### STORED DATA
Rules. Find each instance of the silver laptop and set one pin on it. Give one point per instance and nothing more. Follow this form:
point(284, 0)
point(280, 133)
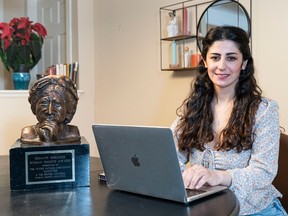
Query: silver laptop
point(143, 160)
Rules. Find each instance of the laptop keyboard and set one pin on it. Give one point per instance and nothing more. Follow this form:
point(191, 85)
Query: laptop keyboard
point(193, 192)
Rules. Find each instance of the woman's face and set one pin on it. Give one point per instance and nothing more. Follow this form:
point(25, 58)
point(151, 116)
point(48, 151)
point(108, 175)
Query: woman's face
point(51, 107)
point(224, 62)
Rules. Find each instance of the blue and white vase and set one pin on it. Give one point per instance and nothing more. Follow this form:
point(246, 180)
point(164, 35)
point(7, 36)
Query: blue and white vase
point(21, 78)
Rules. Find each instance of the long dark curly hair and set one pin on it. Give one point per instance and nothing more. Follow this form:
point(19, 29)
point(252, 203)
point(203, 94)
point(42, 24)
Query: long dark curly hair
point(194, 127)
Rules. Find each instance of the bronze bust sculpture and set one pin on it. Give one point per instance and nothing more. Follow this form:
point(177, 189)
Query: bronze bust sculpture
point(54, 101)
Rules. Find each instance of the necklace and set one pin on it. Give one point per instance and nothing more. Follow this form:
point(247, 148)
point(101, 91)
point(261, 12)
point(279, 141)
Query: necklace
point(218, 121)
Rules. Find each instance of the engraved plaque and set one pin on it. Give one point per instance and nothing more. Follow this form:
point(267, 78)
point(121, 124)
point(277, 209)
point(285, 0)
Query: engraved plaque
point(43, 167)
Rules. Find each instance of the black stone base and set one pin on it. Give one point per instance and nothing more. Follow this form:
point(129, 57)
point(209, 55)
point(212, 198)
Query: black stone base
point(35, 167)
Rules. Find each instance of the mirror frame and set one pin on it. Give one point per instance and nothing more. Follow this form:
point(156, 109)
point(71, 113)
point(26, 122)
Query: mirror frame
point(199, 38)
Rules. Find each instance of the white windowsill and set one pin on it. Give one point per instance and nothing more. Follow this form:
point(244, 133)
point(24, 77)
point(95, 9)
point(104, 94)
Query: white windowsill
point(23, 93)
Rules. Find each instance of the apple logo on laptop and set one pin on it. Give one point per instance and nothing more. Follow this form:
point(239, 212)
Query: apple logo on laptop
point(135, 160)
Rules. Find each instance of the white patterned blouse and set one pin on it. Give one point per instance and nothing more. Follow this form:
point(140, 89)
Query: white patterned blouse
point(252, 170)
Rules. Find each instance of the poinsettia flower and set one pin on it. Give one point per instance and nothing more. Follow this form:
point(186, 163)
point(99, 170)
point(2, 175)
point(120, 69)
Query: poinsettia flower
point(40, 29)
point(5, 28)
point(21, 41)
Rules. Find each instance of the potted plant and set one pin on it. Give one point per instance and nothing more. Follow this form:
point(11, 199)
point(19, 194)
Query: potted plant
point(21, 42)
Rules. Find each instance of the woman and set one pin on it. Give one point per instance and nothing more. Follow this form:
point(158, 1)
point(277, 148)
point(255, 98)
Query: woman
point(226, 130)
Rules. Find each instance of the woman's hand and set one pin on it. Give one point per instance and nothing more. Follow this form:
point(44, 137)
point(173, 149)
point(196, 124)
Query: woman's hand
point(196, 176)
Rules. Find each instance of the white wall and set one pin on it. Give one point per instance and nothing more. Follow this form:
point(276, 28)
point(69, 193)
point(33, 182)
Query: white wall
point(270, 45)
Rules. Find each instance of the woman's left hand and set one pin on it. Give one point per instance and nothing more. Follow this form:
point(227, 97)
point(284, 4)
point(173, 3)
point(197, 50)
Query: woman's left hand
point(196, 176)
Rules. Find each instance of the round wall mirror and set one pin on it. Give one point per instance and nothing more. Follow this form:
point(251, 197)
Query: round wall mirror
point(220, 13)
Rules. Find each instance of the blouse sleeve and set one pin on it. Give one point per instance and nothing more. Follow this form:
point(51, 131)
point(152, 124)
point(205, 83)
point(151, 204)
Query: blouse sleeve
point(182, 156)
point(263, 164)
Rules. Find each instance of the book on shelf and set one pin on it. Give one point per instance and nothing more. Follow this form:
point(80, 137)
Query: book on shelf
point(70, 70)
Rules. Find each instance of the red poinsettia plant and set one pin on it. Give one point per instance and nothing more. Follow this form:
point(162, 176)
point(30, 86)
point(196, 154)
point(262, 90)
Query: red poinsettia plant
point(21, 42)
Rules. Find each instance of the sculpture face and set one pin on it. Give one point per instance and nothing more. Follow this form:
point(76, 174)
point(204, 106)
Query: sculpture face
point(51, 107)
point(54, 101)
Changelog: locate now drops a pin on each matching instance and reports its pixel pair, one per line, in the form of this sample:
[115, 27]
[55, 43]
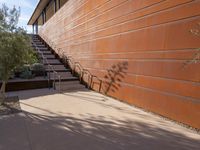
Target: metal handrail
[70, 59]
[50, 67]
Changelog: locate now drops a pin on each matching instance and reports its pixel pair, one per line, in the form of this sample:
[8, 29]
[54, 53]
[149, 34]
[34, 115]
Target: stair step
[43, 48]
[46, 52]
[66, 86]
[58, 68]
[48, 56]
[40, 45]
[63, 75]
[54, 62]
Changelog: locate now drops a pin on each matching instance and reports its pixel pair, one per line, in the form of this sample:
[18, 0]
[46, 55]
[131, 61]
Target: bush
[27, 74]
[38, 69]
[19, 70]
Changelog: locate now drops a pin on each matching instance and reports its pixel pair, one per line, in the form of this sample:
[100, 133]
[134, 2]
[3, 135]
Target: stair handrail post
[59, 83]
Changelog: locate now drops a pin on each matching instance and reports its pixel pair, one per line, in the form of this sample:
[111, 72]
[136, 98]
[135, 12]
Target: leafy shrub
[38, 67]
[19, 70]
[26, 75]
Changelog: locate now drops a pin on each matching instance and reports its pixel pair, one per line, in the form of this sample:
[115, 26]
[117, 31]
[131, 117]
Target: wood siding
[138, 48]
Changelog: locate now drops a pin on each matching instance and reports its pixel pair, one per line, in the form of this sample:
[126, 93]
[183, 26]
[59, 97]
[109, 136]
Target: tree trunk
[3, 92]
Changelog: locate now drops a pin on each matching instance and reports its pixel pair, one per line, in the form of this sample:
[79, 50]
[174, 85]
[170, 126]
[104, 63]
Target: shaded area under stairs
[55, 68]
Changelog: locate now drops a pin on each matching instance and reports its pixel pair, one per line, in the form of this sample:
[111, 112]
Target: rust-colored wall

### WHAT THE EXERCISE ASKS
Each record above goes into the copy unchanged; the pictures do not.

### ANSWER BOX
Rules. Find each instance of the silver laptop and set one pin on it. Give one point per instance and nothing more. Follow this form:
point(284, 0)
point(280, 133)
Query: silver laptop
point(143, 160)
Rules. Find each instance of the laptop keyboard and set one pin on it. Give one point per instance and nothing more. Follow this form:
point(191, 85)
Query: laptop keyboard
point(193, 192)
Rules. Find each instance of the woman's face and set one pin on it. Give one point per instance and nothing more. Follow this form:
point(25, 58)
point(151, 116)
point(48, 151)
point(108, 175)
Query: woman's face
point(51, 107)
point(224, 62)
Rules. Find each instance of the blue and white vase and set one pin on it. Give one point per instance and nothing more. Follow this form:
point(246, 180)
point(164, 35)
point(7, 36)
Query: blue and white vase
point(21, 78)
Rules. Find each instance of the long dark curly hair and set one pin on it. Give one point per instance and nothing more. Follow this form:
point(19, 29)
point(252, 203)
point(203, 94)
point(42, 24)
Query: long dark curly hair
point(194, 127)
Rules. Find each instance of the bronze bust sculpture and set one pin on it. Give one point per instance and nothing more. Follow this form:
point(177, 189)
Query: bronze bust sculpture
point(54, 101)
Rules. Find each instance of the necklace and set one pin on it. Give one point per instance and nothing more. Follow this form:
point(247, 148)
point(101, 91)
point(261, 12)
point(279, 141)
Query: necklace
point(218, 121)
Rules. Find each instance of the engraved plaque and set one pin on it. Give one point per instance and nothing more. Follow this form:
point(267, 78)
point(121, 124)
point(277, 209)
point(285, 0)
Query: engraved plaque
point(43, 167)
Rules. Find each instance of the black stone base and set one pin on it. Give one point per instance and nothing more. Follow this form:
point(129, 57)
point(209, 55)
point(212, 198)
Query: black stone base
point(35, 167)
Rules. Find each instance of the mirror frame and set one pin on it. Give one point per instance and nothing more. Follow this form:
point(156, 109)
point(71, 113)
point(26, 122)
Query: mirror frame
point(199, 38)
Rules. Find each instance of the white windowsill and set one pin on it. Give one point per instance and nothing more. Follow this form:
point(244, 133)
point(24, 77)
point(95, 9)
point(104, 94)
Query: white windowsill
point(23, 93)
Rules. Find each instance of the apple logo on laptop and set one pin on it. Give one point per instance and nothing more. Follow this form:
point(239, 212)
Query: apple logo on laptop
point(135, 160)
Rules. Find each instance of the white patterned blouse and set one pin on it. Give one point per instance and nothing more. Follow this form:
point(140, 89)
Query: white patterned blouse
point(252, 170)
Rules. Find each instance of the poinsettia flower and set one pin on it. Give one point per instance and nothing more. Follow this form:
point(186, 163)
point(99, 170)
point(2, 175)
point(120, 69)
Query: poinsettia flower
point(40, 29)
point(5, 28)
point(21, 41)
Rules. Find each instance of the potted plant and set one pin on it. Give one point per instance and nothing more. Follow this form:
point(11, 199)
point(19, 194)
Query: potted plant
point(21, 42)
Rules. Find each instance of the woman and set one pin on it. Give one point per instance and nothing more. Follow this form:
point(158, 1)
point(277, 148)
point(255, 98)
Query: woman
point(226, 130)
Rules. Find each instance of the woman's hand and set one pin on it. Give one point per instance and nothing more. Follow this form:
point(44, 137)
point(173, 149)
point(196, 124)
Query: woman's hand
point(196, 176)
Rules. Find each instance of the white wall and set one pin on it. Give one point per instance and nothing more. Follow this form:
point(276, 28)
point(69, 193)
point(33, 182)
Query: white wall
point(270, 45)
Rules. Find each instance of the woman's left hand and set one pin on it. Give one point per instance and nothing more. Follow this form:
point(227, 97)
point(284, 4)
point(173, 3)
point(197, 50)
Query: woman's left hand
point(196, 176)
Rules. Find each instance of the round wall mirror and set one pin on it. Give one point per instance and nothing more. Follow this form:
point(251, 197)
Query: round wall mirror
point(220, 13)
Rules. Find each instance of the blouse sleeve and set one pin on it. Give one point per instance and nothing more. Follow this form:
point(51, 131)
point(152, 124)
point(205, 83)
point(151, 204)
Query: blouse sleeve
point(182, 156)
point(263, 164)
Rules. Find each instance of the book on shelf and set one pin on it. Give one point per instance and nothing more. Follow this form:
point(80, 137)
Query: book on shelf
point(70, 70)
Rules. Find each instance of the red poinsettia plant and set one pin on it. Give one point per instance and nothing more. Follow this form:
point(162, 176)
point(30, 86)
point(196, 154)
point(262, 90)
Query: red poinsettia plant
point(21, 42)
Rules. Find each instance of the sculpture face and set one pin on it. Give one point per instance and nothing more. Follow this form:
point(76, 174)
point(204, 106)
Query: sculpture face
point(51, 107)
point(54, 101)
Changelog: locate now drops a pin on each matching instance and reports its pixel pair, one per line, in the form of this sample:
[115, 27]
[55, 43]
Target: metal handrail
[70, 59]
[50, 67]
Changelog: locate now drops a pin on each matching instance and reports its pixel pair, one per line, in the form of this sample:
[8, 29]
[54, 53]
[149, 34]
[34, 115]
Target: stair step
[43, 48]
[46, 52]
[66, 86]
[58, 68]
[48, 56]
[40, 45]
[63, 75]
[54, 62]
Changelog: locate now drops a pin on each matching instance and reports its pixel pair, one per line, in the form of this sample:
[18, 0]
[46, 55]
[131, 61]
Target: bush
[27, 74]
[38, 69]
[19, 70]
Changelog: locate now drops a pin on each matching instance and reports its pixel pair, one per line, in the form of this sample:
[100, 133]
[134, 2]
[3, 135]
Target: stair handrail post
[59, 83]
Changelog: locate now drops a pin on each matching instance and reports its pixel pair, one per line, in the form of this sample:
[111, 72]
[136, 98]
[135, 12]
Target: leafy shrub
[38, 67]
[19, 70]
[26, 75]
Changelog: locate now drops a pin on each matching instance and reports its pixel pair, one per line, in the form of this sample:
[115, 26]
[117, 31]
[131, 117]
Target: wood siding
[138, 48]
Changelog: locate now drops a pin on each matching instance and reports its pixel pair, one per line, in the form of this sample:
[126, 93]
[183, 26]
[59, 97]
[109, 136]
Target: tree trunk
[3, 92]
Changelog: locate now drops a pin on each matching instance and reports its pixel pair, one per line, in the form of this sample:
[79, 50]
[174, 85]
[170, 126]
[104, 63]
Target: shaded area under stairs
[55, 68]
Changelog: locate now drops a pin on each matching instance and reports its pixel pair, one per line, in the form of this sample:
[111, 112]
Target: rust-colored wall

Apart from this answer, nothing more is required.